Pour dire la singularité de cette étrange campagne, le philosophe Jean-Pierre Dupuy a exprimé sa «honte» d'avoir vu «le politique se laisser humilier par l'économie, la puissance par l'intendance».
On peut certes trouver le propos excessif, mais il est un fait que la crise - ses réalités comme ses menaces - a aiguillonné, imprégné, façonné tous les débats comme jamais sous la Ve République. Chaque candidat a même dû accepter de se laisser interroger comme s'il passait un grand oral d'économie. Dans un ultime baroud d'honneur, Nicolas Sarkozy a cru devoir brandir, cette semaine, le spectre d'un troisième tour - économique et financier cette fois - qui viendrait terrasser la France en cas de victoire du candidat socialiste.

▶ [EXTRAIT SOURCE]:
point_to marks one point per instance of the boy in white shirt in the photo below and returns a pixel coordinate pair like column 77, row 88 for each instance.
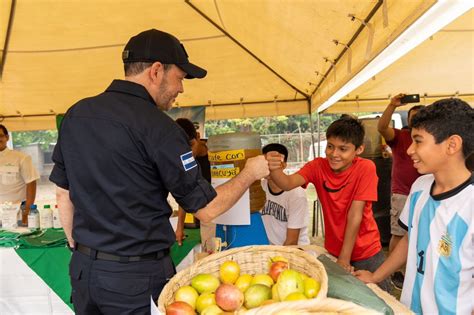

▶ [CONSIGNES]:
(a) Relevez, dans l'extrait, les participes passés qui décrivent l'action de la crise sur tous les débats.
(b) D'après l'extrait, quel spectre Nicolas Sarkozy a-t-il brandi cette semaine ?
Les données ci-dessus n'ont aucun lien avec l'extrait.

▶ [RÉSULTATS DE L'EXERCICE]:
(a) aiguillonné, imprégné, façonné

(b) Celui d'un troisième tour, économique et financier, qui viendrait terrasser la France en cas de victoire du candidat socialiste.